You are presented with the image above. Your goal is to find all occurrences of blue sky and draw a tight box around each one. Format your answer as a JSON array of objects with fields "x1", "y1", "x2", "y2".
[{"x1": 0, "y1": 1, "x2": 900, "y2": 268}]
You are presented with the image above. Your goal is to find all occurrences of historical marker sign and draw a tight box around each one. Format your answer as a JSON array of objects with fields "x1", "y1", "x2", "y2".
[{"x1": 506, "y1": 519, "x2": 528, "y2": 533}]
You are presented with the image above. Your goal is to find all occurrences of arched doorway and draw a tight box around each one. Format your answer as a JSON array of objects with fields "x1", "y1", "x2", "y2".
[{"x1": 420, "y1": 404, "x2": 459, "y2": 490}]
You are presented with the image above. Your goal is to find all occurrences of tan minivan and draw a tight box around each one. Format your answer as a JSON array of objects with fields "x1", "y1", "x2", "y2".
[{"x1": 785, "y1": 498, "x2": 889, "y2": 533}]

---

→ What to do
Write out all of the records above word for word.

→ Solution for this task
You are presented with the image above. Your goal is to find all occurrences of blue sky and draw a tight box around each one. Format your answer as a JSON array of objects with fields "x1", "y1", "x2", "y2".
[{"x1": 0, "y1": 1, "x2": 900, "y2": 268}]
You are presented with the image above. Your goal is to find all occurrences of historical marker sign and draw a tight box around each one. Format your answer as a JSON array of objects with fields "x1", "y1", "x2", "y2".
[{"x1": 506, "y1": 519, "x2": 528, "y2": 533}]
You are presented with the image above. Your goal is to find all occurrences of arched doorway and draw a tight box around each one. Format your answer as a JSON array of objects with fields "x1", "y1", "x2", "y2".
[{"x1": 420, "y1": 404, "x2": 459, "y2": 490}]
You are presented with the image above. Your goal is to find all occurrences of tan minivan and draw a tight box around each one. Format your answer as a JSON array of objects with fields "x1", "y1", "x2", "y2".
[{"x1": 785, "y1": 498, "x2": 889, "y2": 533}]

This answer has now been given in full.